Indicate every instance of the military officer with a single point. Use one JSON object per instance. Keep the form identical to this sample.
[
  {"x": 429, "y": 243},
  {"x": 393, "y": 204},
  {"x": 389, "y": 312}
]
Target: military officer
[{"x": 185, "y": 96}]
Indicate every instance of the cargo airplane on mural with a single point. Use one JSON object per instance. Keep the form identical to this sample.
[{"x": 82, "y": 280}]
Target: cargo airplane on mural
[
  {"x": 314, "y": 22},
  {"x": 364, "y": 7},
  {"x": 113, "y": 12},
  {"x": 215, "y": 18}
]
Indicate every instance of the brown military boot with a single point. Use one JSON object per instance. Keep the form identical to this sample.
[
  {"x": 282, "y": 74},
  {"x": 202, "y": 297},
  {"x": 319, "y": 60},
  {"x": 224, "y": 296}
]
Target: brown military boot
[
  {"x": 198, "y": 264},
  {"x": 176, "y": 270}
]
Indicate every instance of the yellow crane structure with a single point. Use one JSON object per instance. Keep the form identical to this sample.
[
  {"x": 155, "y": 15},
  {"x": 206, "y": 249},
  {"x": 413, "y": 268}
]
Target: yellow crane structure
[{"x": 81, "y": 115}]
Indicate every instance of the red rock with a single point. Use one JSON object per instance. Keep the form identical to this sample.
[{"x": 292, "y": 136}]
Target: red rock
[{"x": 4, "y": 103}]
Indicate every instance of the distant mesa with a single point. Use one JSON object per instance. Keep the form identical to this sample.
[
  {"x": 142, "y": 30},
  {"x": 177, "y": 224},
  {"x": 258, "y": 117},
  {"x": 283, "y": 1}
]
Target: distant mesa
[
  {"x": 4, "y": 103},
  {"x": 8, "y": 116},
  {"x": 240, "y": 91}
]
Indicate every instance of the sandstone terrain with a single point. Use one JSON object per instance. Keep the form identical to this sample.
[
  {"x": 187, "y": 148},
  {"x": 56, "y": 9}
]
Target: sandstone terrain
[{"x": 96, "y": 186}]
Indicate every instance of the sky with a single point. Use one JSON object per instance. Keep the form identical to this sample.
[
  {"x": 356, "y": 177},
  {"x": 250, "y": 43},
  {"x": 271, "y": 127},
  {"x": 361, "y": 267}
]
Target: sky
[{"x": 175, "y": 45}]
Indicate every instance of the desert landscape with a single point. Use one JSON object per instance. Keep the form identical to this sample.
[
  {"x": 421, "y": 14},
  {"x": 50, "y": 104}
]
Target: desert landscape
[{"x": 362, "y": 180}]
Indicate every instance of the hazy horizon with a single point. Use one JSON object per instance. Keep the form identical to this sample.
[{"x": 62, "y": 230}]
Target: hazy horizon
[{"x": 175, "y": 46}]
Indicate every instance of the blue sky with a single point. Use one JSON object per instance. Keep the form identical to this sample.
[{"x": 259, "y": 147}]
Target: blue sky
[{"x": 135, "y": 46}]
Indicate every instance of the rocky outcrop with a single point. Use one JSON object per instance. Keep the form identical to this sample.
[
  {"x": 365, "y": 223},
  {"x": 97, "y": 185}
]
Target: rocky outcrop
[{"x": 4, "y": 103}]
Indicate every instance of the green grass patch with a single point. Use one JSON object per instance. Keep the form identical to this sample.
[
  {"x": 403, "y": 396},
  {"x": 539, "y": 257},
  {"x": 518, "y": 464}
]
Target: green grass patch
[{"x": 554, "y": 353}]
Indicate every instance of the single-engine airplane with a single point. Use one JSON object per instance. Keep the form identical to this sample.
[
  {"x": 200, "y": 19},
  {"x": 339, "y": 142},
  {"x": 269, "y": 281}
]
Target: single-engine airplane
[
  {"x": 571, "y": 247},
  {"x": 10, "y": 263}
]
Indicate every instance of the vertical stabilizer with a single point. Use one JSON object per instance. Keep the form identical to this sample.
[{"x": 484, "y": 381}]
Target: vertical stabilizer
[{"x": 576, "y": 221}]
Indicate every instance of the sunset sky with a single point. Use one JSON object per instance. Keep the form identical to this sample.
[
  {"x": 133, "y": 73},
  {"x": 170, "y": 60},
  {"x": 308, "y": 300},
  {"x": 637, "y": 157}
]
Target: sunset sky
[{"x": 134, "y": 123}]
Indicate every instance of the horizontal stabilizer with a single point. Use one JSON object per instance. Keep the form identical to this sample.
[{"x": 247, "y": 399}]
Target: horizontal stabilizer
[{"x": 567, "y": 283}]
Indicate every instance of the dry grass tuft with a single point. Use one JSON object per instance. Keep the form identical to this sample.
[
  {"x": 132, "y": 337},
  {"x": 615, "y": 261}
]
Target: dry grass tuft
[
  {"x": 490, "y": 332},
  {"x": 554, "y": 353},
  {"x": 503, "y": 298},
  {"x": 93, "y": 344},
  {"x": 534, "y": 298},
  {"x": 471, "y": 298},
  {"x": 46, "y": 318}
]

== WHAT YOU NEED TO DO ==
Rewrite the records from the line that contains "Indicate every instance of the dry" through the end of the records, putting "withered grass tuft" wherever "dry grass tuft" appears and leaving everything else unchanged.

== OUTPUT OF THE TASK ==
Indicate every instance of the withered grass tuft with a single point. Use one JSON object per instance. Keep the form identical to this sample.
[
  {"x": 132, "y": 337},
  {"x": 615, "y": 261}
]
Target: withered grass tuft
[
  {"x": 490, "y": 332},
  {"x": 554, "y": 353},
  {"x": 503, "y": 298},
  {"x": 93, "y": 344},
  {"x": 534, "y": 298},
  {"x": 471, "y": 298},
  {"x": 46, "y": 318}
]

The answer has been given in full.